*What you should do*:
Every line that holds the word "covered" needs to be copied from the data below.

*Dataset records*:
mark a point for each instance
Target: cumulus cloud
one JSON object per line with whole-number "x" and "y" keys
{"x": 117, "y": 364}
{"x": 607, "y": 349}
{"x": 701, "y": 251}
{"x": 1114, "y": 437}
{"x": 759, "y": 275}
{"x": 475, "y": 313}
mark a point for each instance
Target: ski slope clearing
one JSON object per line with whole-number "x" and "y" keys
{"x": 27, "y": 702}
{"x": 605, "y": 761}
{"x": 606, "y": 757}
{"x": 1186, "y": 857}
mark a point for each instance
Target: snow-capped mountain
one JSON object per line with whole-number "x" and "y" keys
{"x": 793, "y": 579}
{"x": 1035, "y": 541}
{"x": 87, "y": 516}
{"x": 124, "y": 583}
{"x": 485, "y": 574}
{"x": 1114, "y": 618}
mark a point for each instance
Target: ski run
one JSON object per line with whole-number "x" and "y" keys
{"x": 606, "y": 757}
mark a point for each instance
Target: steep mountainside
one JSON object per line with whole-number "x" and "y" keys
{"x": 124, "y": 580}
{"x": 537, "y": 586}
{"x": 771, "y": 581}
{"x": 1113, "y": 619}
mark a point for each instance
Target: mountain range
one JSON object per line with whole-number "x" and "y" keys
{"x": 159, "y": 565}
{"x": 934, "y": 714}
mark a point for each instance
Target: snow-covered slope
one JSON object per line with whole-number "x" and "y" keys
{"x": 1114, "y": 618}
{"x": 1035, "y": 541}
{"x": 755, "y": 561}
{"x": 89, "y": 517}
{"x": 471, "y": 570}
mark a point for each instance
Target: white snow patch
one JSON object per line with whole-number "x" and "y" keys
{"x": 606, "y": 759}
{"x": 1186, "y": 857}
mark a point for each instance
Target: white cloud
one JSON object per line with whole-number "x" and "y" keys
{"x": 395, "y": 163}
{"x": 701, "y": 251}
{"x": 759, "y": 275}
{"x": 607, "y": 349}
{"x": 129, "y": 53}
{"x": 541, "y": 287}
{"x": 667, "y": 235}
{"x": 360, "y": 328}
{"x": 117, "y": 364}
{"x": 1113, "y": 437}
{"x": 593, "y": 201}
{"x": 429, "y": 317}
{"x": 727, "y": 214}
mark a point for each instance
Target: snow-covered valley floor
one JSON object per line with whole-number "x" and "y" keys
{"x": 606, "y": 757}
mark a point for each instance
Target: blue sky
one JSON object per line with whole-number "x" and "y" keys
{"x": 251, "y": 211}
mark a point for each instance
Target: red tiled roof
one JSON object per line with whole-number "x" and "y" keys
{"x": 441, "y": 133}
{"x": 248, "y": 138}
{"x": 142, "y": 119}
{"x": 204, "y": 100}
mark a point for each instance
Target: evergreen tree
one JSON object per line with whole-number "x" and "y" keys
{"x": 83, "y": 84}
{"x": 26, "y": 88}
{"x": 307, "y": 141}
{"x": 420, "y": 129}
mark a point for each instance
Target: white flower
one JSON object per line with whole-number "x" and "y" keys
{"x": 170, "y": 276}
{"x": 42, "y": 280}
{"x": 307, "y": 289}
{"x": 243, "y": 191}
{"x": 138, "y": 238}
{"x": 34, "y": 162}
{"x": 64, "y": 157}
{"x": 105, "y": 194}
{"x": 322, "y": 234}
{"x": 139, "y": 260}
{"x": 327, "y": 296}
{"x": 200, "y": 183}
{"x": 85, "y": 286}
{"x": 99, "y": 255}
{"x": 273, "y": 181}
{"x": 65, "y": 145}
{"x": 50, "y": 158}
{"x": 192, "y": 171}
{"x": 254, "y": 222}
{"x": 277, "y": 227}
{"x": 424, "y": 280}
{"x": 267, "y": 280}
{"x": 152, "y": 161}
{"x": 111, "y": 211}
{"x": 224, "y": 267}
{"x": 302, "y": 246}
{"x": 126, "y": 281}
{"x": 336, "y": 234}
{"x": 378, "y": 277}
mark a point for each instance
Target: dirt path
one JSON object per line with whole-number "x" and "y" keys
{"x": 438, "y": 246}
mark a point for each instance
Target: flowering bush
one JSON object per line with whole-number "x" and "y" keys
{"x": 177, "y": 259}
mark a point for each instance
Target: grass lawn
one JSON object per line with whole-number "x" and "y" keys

*Completed task*:
Target: snow-covered slope
Target: snow-covered valley floor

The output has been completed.